Yapılacaklar:
- a) İstihdam paketiyle ilgili metinde "Hükümet tarafından kamuoyuna" ile başlayıp "komisyonlarında görüşülmesi bekleniyor." ifadesine kadar süren kısmı aynen yeniden yazın.
- b) Aşağıdaki ifadelerin her biri için istihdam paketiyle ilgili metne uyup uymadığını evet veya hayır ile belirtin ve kararı veren ifadeyi metinden aynen alıntılayın: (i) Kanun teklifi Meclis'e 16 Ekim 2020'de sunuldu. (ii) Kanun teklifinin Meclis komisyonlarındaki görüşmeleri tamamlandı. (iii) Teklif, işverenler için teşvik ve destekler getiriyor.

##### Belge metni #####

Hükümet tarafından kamuoyuna “İstihdam Paketi” olarak sunulan ve uzun bir süredir sözü edilen İşsizlik Sigortası Kanunu ile Bazı Kanunlarda Değişiklik Yapılması Hakkında Kanun Teklifi, AKP TBMM Grup Başkanlığı tarafından 16 Ekim 2020’de Meclis’e sunuldu. Teklifin bu hafta Meclis komisyonlarında görüşülmesi bekleniyor.
Torba yasa teklifi (paketi) ile işverenler için envaiçeşit ve bol kepçe teşvik/destekler getirilirken, işçiler için ayrımcılık ve yeni hak kayıpları gündemde.
Torba yasa ile ‘fastfood’ yasama faaliyeti!

##### Veri kümesi #####

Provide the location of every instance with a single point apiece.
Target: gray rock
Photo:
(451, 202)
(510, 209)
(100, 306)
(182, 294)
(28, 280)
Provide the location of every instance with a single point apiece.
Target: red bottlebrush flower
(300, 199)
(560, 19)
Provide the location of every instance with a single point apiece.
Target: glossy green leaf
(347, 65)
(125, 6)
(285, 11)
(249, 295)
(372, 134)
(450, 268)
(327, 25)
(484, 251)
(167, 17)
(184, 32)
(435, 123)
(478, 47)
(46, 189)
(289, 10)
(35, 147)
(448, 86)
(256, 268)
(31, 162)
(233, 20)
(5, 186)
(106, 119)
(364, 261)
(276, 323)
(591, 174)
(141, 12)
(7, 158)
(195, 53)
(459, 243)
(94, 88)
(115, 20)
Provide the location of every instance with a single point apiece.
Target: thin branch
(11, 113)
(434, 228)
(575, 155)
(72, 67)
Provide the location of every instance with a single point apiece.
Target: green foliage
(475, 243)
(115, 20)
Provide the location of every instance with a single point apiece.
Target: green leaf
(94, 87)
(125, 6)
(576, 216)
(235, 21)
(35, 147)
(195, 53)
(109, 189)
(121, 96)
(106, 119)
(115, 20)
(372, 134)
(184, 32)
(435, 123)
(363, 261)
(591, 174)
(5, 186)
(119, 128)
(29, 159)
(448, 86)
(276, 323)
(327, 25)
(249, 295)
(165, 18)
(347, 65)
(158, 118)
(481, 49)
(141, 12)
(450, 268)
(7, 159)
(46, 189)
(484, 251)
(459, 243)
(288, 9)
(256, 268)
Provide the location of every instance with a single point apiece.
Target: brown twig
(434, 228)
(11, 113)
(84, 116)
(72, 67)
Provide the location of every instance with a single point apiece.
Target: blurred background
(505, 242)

#####

Yanıtlar:
- a)
Hükümet tarafından kamuoyuna “İstihdam Paketi” olarak sunulan ve uzun bir süredir sözü edilen İşsizlik Sigortası Kanunu ile Bazı Kanunlarda Değişiklik Yapılması Hakkında Kanun Teklifi, AKP TBMM Grup Başkanlığı tarafından 16 Ekim 2020’de Meclis’e sunuldu. Teklifin bu hafta Meclis komisyonlarında görüşülmesi bekleniyor.

- b)
(i) Evet: "AKP TBMM Grup Başkanlığı tarafından 16 Ekim 2020’de Meclis’e sunuldu"
(ii) Hayır: "Teklifin bu hafta Meclis komisyonlarında görüşülmesi bekleniyor."
(iii) Evet: "işverenler için envaiçeşit ve bol kepçe teşvik/destekler getirilirken"